** THINGS TO DO **
1. In the account of the Stewart brothers, where is Charles Edward Stewart buried?
2. Return the part of the account of the Stewart brothers from "The eldest son, James" to "lived until 1957.", copied word for word.
3. Decide whether each statement below agrees with the account of the Stewart brothers, and quote the words that settle it.
(a) Leonard Stewart died in a Manchester hospital.
(b) Alfred Stewart is buried in the family grave in Lawnswood Cemetery.
(c) Walter Stewart was a mechanic with the Army Service Corps.

** EXTRACT TO READ **
=== Begin Enclosure ===

James Frederick Stewart and his wife Ada lived at various times at 4 Lodge Avenue, Tong Pool, Wortley, Leeds and Burley Lodge Road, Leeds. They had 9 children, eight sons and a daughter.
Their eldest son, James Frederick Patrick Stewart was married to Lilian Webster at All Hallows’ on the 3rd Nov 1906, and their only daughter, Ivy Louisa Stewart, married Albert Edward Scholey at All Hallows’ on 10 January 1914. Leonard Stewart was baptised at All Hallows’ on 29th March 1896 and their youngest son, George Mears Stewart, was baptised at All Hallows’ on 4th December 1898
Private William Arthur Stewart was the first to die. He was 29 and serving with the 8th Batallion Duke of Wellington’s (West Riding Regiment); Service No: 11082, when he was killed by a sniper at Gallipoli on the 24th October 1915. He has no known grave but is remembered on the Helles Memorial in Turkey.Memorial Reference: Panel 117 to 119.
Lieutenant Charles Edward Stewart, aged 32 was the second son to die in the Great War. He was killed on the Somme on the 10th September 1916 while serving with the Manchester Regiment. Already Mentioned in Dispatches in 1915 he was shot in the head while leading his men. He died in hospital in Abbeville and is buried in Abbeville Communal Cemetery. His mother was able to travel to France to see him on his deathbed.
Private Leonard Stewart served with the 2nd Batallion, The West Yorkshire Regiment (Prince of Wales’s Own); Service No: 18415. He was badly wounded and had been sent home to recuperate but then returned to the trenches. There he contracted pleurisy, was again returned to England where he died on 26th June 1917 in a Manchester hospital, aged 21. Leonard is the only Stewart brother actually buried in the family grave in Lawnswood Cemetery.
Lance Corporal Alfred Stewart aged 29, served in the York and Lancaster Regiment. He had enlisted in 1909 and served as a drummer. He was killed in Belgium on April 13th 1918, and having no known grave is commemorated on the Ploegsteert Memorial. He left a wife, Hannah, and a one year old daughter.
The war ended in 1918 and the Stewarts, having lost four sons in four years must have thought that at least their son Private Walter Stewart would return safely home. He was a mechanic with the Army Service Corps and serving in East Africa. Tragically he did not survive the long journey home and was buried at sea on March 10th 1919. As at October 2011, he has not been recognized as a casualty of war.
The eldest son, James Frederick Patrick Stewart, also served in World War I but we don’t have any records yet. We believed that he was injured and possibly suffered from what we today recognise as Post Traumatic Stress. He lived until 1944.
Robert Henry Stewart served in the Merchant Marine and survived the war. He died on the 25th October 1928 aged 35.
Youngest brother, George Mears Stewart, appears to have served in the Royal Army Ordnance Corps during World War II. Somehow, even though he would have been 41 years old in 1939, he secured a commission as a 2nd Lieutenant and was promoted to Captain by the time he left the military in 1947. He lived until 1957.

=== End Enclosure ===

(Records in a dataset)
=== Begin Enclosure ===

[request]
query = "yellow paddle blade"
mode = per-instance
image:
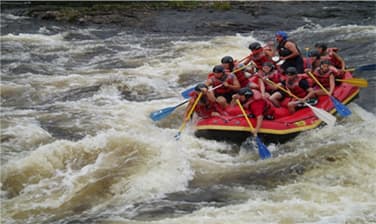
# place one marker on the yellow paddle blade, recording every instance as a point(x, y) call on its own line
point(355, 82)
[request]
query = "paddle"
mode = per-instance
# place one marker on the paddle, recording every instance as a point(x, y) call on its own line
point(363, 68)
point(355, 82)
point(341, 109)
point(162, 113)
point(177, 136)
point(323, 115)
point(186, 92)
point(263, 151)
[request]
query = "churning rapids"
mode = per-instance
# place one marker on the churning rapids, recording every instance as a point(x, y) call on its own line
point(77, 144)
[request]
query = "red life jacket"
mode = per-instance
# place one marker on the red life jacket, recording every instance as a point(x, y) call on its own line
point(275, 77)
point(252, 105)
point(242, 78)
point(259, 61)
point(330, 57)
point(204, 108)
point(324, 78)
point(295, 88)
point(223, 90)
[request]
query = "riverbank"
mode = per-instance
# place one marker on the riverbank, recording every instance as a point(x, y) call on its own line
point(191, 17)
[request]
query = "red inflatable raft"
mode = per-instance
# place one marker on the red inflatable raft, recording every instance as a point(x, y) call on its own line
point(236, 129)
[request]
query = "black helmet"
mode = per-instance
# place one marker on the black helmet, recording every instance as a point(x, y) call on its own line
point(323, 46)
point(314, 53)
point(325, 62)
point(269, 64)
point(291, 71)
point(254, 46)
point(200, 86)
point(218, 69)
point(245, 91)
point(227, 59)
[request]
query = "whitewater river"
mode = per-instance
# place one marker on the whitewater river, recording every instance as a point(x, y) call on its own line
point(77, 144)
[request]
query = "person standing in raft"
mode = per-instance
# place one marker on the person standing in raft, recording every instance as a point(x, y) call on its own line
point(230, 65)
point(325, 74)
point(254, 104)
point(331, 55)
point(258, 55)
point(227, 84)
point(300, 86)
point(289, 52)
point(269, 72)
point(206, 106)
point(312, 61)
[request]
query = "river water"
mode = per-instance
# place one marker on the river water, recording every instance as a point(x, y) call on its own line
point(77, 144)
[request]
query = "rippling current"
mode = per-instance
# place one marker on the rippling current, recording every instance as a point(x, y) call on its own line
point(77, 144)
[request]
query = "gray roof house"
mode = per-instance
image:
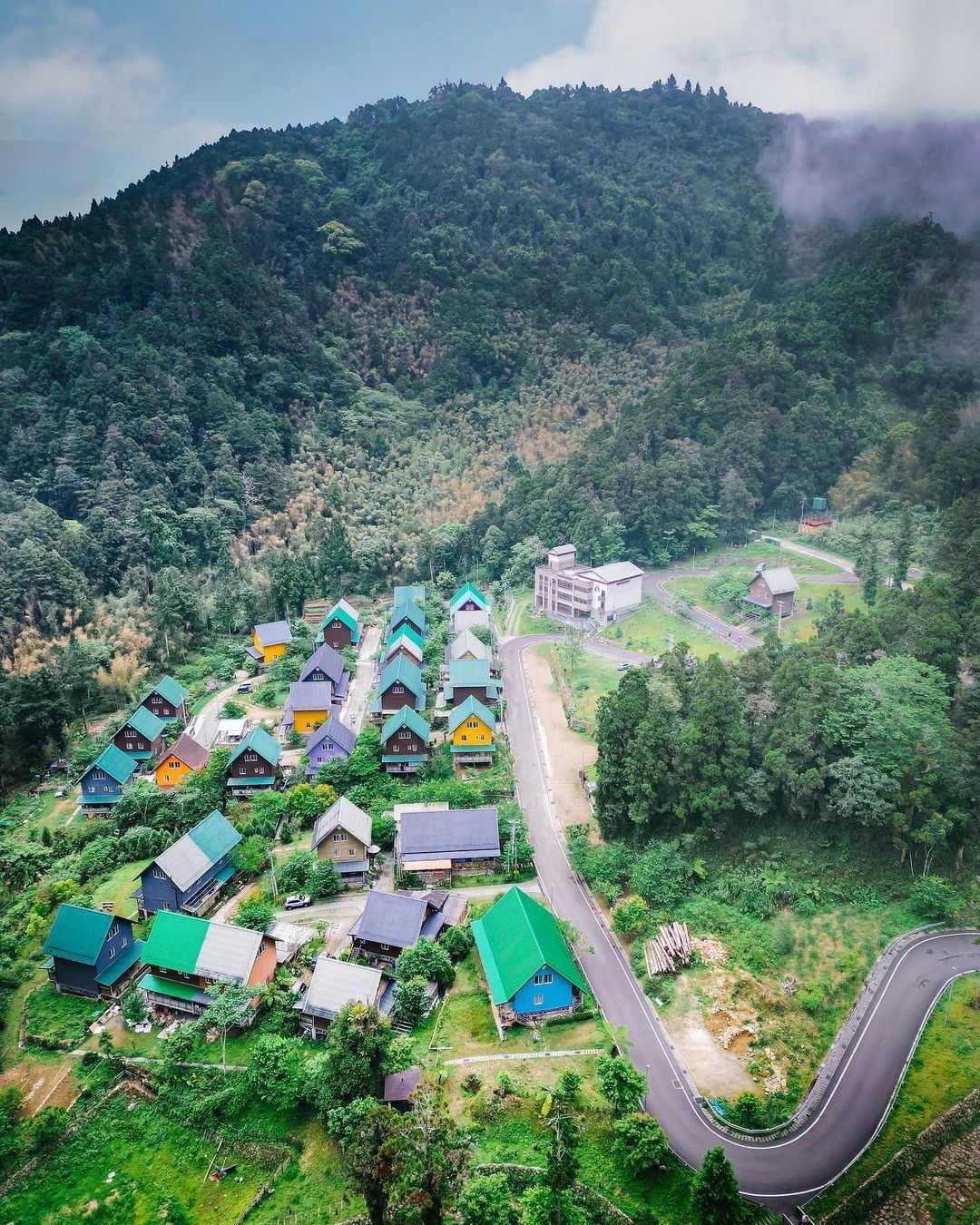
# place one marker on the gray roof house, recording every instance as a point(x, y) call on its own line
point(436, 844)
point(392, 921)
point(333, 985)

=== End Enclosure ===

** ANSWERS BELOW **
1. Abbeville Communal Cemetery

2.
The eldest son, James Frederick Patrick Stewart, also served in World War I but we don’t have any records yet. We believed that he was injured and possibly suffered from what we today recognise as Post Traumatic Stress. He lived until 1944.
Robert Henry Stewart served in the Merchant Marine and survived the war. He died on the 25th October 1928 aged 35.
Youngest brother, George Mears Stewart, appears to have served in the Royal Army Ordnance Corps during World War II. Somehow, even though he would have been 41 years old in 1939, he secured a commission as a 2nd Lieutenant and was promoted to Captain by the time he left the military in 1947. He lived until 1957.

3.
(a) Yes: "died on 26th June 1917 in a Manchester hospital"
(b) No: "Leonard is the only Stewart brother actually buried in the family grave in Lawnswood Cemetery."
(c) Yes: "He was a mechanic with the Army Service Corps"